Stored data
::::

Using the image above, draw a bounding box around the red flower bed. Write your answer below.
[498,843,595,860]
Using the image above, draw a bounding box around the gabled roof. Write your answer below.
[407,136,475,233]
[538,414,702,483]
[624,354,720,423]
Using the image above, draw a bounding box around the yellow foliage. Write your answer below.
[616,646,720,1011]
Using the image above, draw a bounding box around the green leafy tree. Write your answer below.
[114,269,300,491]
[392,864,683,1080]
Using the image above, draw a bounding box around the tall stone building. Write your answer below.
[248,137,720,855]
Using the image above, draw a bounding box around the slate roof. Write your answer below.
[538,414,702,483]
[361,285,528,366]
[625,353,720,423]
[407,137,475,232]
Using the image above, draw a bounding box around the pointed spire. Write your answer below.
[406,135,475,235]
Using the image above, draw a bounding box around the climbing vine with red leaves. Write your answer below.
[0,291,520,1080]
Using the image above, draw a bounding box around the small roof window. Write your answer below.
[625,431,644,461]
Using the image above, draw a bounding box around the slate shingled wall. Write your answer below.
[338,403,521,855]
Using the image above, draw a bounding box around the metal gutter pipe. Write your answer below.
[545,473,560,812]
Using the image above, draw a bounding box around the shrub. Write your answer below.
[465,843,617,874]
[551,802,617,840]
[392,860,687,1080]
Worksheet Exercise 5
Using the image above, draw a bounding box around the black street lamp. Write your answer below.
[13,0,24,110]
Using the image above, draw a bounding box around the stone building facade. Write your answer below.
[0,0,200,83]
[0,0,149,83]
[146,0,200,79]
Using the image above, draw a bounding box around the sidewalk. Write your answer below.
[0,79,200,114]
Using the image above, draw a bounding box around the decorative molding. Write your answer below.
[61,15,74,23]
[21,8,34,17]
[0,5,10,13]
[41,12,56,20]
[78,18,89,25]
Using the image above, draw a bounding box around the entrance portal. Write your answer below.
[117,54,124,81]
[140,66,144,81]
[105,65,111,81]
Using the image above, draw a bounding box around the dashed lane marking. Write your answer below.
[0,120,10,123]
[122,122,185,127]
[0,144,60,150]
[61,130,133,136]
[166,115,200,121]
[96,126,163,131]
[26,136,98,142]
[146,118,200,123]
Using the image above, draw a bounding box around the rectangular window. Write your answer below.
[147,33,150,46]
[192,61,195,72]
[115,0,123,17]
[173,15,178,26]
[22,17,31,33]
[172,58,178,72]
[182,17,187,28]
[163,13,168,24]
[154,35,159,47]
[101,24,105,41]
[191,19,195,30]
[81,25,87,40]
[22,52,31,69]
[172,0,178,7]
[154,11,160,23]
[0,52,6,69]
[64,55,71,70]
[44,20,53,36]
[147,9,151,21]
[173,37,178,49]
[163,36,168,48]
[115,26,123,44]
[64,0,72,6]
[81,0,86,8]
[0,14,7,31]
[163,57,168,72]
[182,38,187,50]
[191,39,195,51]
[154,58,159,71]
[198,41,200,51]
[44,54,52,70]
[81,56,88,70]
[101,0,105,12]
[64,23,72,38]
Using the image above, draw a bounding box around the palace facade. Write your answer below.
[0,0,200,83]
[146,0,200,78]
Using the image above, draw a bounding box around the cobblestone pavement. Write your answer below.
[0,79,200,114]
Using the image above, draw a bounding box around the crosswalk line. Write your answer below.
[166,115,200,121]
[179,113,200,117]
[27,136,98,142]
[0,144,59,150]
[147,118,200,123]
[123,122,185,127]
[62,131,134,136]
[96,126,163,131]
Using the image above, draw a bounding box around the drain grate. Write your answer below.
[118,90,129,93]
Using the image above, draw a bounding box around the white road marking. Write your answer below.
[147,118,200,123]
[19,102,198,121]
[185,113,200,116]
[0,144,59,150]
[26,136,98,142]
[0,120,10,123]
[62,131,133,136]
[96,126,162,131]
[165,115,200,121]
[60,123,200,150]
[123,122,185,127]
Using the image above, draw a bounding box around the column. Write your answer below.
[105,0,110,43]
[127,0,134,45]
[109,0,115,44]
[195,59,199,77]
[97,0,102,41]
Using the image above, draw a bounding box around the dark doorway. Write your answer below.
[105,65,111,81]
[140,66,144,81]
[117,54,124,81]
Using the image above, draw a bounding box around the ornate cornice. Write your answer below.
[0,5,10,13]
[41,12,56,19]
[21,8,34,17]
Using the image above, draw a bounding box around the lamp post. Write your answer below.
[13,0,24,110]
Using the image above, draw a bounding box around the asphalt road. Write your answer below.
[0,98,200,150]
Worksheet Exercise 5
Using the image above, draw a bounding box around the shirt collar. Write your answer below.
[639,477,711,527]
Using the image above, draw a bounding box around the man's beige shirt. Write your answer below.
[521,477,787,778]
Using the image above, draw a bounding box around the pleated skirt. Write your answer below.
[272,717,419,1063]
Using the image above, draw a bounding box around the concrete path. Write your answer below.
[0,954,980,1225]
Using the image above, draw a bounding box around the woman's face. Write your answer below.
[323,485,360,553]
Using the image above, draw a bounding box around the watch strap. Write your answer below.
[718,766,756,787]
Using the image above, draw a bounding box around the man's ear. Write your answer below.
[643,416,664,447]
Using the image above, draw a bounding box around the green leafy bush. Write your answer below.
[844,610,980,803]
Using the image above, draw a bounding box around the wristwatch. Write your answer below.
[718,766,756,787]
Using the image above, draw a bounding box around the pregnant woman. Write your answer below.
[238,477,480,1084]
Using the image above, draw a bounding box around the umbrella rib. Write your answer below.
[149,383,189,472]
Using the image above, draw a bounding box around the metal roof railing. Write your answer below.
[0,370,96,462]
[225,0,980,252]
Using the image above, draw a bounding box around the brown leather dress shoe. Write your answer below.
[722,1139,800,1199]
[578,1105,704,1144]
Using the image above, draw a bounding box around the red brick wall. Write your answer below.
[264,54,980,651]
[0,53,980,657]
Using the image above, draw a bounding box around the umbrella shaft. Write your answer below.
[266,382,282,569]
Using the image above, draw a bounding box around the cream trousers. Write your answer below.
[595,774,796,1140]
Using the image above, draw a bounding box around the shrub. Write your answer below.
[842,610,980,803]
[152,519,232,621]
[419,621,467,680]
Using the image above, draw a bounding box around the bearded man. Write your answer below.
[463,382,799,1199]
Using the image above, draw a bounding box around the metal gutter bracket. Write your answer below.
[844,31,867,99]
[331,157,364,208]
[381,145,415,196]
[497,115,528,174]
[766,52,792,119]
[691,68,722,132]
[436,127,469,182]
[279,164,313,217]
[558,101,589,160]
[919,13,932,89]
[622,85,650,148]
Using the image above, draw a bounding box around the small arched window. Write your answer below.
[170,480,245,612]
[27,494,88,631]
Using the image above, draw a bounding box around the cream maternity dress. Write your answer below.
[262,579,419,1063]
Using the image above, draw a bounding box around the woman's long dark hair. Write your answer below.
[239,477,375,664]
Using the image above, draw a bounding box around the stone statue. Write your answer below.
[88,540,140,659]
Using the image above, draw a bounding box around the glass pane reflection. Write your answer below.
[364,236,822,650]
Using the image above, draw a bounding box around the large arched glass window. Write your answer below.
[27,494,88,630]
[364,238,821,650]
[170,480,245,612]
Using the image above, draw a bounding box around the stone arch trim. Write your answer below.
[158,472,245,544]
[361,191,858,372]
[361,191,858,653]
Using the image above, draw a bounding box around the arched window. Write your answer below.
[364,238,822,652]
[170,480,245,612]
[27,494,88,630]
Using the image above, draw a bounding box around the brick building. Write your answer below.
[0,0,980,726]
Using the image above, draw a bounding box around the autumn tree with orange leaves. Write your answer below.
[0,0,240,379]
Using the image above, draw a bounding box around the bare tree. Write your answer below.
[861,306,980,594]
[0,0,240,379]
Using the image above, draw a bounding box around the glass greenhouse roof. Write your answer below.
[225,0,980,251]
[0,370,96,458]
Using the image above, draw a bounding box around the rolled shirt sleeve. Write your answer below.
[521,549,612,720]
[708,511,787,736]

::::

Please write out the rows above again, from the first one through the line containing "[616,646,720,1011]", including both ends.

Using the image above, draw a bounding box around the red flower bed. Write your answer below.
[498,843,595,860]
Using the image above, draw a bounding box around the gabled roof. Write your answer below.
[407,136,475,233]
[538,414,702,483]
[624,354,720,423]
Using the image above, draw a bounding box around the yellow foliage. Write your answer below.
[616,646,720,1011]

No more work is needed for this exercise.